▸ Exercise prompt: The data needs to be returned in full, exactly as it reads.

+++ Input records

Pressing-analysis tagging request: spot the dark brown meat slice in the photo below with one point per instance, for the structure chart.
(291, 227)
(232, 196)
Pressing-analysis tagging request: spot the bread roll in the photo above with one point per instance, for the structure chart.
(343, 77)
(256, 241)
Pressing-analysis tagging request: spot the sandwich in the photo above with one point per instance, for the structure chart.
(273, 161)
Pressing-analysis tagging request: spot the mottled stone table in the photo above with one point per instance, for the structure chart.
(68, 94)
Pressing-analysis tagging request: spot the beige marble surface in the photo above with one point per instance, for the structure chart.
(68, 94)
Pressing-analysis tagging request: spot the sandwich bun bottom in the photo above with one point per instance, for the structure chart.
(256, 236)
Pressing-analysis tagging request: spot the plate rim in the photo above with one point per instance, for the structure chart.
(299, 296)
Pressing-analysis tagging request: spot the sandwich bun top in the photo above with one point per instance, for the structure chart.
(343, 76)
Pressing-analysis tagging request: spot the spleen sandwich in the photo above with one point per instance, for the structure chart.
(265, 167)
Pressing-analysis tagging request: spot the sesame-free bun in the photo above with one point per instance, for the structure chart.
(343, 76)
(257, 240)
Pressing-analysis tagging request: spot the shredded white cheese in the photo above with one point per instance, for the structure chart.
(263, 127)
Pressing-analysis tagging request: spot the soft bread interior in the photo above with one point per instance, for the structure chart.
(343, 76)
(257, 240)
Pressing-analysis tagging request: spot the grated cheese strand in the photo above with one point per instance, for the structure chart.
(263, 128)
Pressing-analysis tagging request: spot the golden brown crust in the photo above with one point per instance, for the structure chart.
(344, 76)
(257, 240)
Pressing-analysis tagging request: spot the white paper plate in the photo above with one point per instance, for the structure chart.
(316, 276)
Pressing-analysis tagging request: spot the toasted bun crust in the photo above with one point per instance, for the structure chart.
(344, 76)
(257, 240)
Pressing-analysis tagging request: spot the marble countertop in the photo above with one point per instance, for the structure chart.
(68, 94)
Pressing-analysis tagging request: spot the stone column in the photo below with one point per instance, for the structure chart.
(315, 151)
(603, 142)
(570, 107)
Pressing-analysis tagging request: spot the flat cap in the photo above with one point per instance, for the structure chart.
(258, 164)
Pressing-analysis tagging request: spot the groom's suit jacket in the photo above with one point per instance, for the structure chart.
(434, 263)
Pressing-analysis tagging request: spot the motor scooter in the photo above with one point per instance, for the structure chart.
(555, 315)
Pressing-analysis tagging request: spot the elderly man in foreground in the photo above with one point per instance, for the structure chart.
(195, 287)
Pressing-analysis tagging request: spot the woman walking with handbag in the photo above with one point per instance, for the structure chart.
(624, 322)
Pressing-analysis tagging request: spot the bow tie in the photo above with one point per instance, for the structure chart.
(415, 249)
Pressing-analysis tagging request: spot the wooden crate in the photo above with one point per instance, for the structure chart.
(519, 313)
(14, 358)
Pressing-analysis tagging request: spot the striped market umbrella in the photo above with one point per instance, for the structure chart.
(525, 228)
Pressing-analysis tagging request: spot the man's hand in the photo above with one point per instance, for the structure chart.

++++++

▸ Solution:
Pressing-analysis tagging request: spot the dark brown meat slice in the photo below with one point per instance, for the structure chart.
(291, 227)
(232, 196)
Pressing-analysis tagging request: spot the bread roll in the photo above with one point per instance, for the structure chart.
(343, 77)
(256, 241)
Pressing-analysis tagging request: spot the sandwich in the photo above with one point per instance, for the structure chart.
(273, 161)
Pressing-analysis tagging request: spot the mottled stone table in the photo above with one point per instance, for the structure chart.
(68, 94)
Pressing-analysis tagging request: spot the beige marble surface in the photo above with one point per instance, for the structure chart.
(68, 94)
Pressing-analysis tagging request: spot the sandwich bun bottom in the photo above with one point per instance, for the structure chart.
(256, 236)
Pressing-analysis tagging request: spot the plate rim in the photo above with one point per instance, for the structure chart.
(299, 296)
Pressing-analysis tagging request: spot the sandwich bun top in the photo above with one point per instance, for the structure chart.
(343, 76)
Pressing-analysis tagging request: spot the spleen sandwich in the photo above with one point per instance, for the structure chart.
(265, 167)
Pressing-analysis tagging request: spot the sesame-free bun in the photo above with one point per instance, for the structure chart.
(343, 76)
(257, 240)
Pressing-analysis tagging request: spot the shredded white cheese in the photo above with one point per instance, for the structure chart.
(263, 127)
Pressing-analysis tagging request: spot the soft bread interior in the photo above with one point per instance, for the structure chart.
(343, 76)
(257, 240)
Pressing-analysis tagging request: spot the grated cheese strand in the photo above with one point per instance, for the structure chart.
(263, 128)
Pressing-analysis tagging request: spot the golden brown crust in the photo above with one point per instance, for the structure chart.
(344, 76)
(257, 240)
Pressing-analysis tagging request: spot the white paper plate in the photo above with one point per instance, for the structure chart.
(316, 276)
Pressing-analysis tagging request: spot the toasted bun crust in the photo above with one point per instance, for the structure chart.
(344, 76)
(257, 240)
Pressing-analysis tagging request: spot the marble countertop in the photo above with one point per instance, for the structure chart.
(68, 94)
Pressing-analysis tagging request: spot the stone column in the photo below with one point per instance, for the structure chart.
(315, 151)
(603, 142)
(570, 107)
Pressing-analysis tagging request: spot the flat cap in the photo above with one point per instance, for the structure chart.
(258, 164)
Pressing-analysis tagging request: spot the groom's suit jacket in the photo above with one point per instance, for the structure chart.
(434, 263)
Pressing-analysis tagging request: spot the motor scooter in the photo above with one point per instance, for the structure chart.
(555, 315)
Pressing-analysis tagging request: spot the elderly man in foreground in the photo above with one point per instance, for the structure chart.
(195, 287)
Pressing-analysis tagging request: spot the woman walking with handbag in the photo above with one point per instance, for the structure chart.
(624, 322)
Pressing-analysis tagging request: spot the bow tie in the photo above with one point per instance, for the structure chart.
(415, 249)
Pressing-analysis tagging request: spot the wooden crate in the photo above with one point per instance, for the structure chart.
(519, 313)
(14, 358)
Pressing-analysis tagging request: spot the striped market umbrella in the photo above with one point per instance, for the structure chart.
(525, 228)
Pressing-analysis tagging request: spot the man's hand in the photo above with one point per instance, for the structure chart.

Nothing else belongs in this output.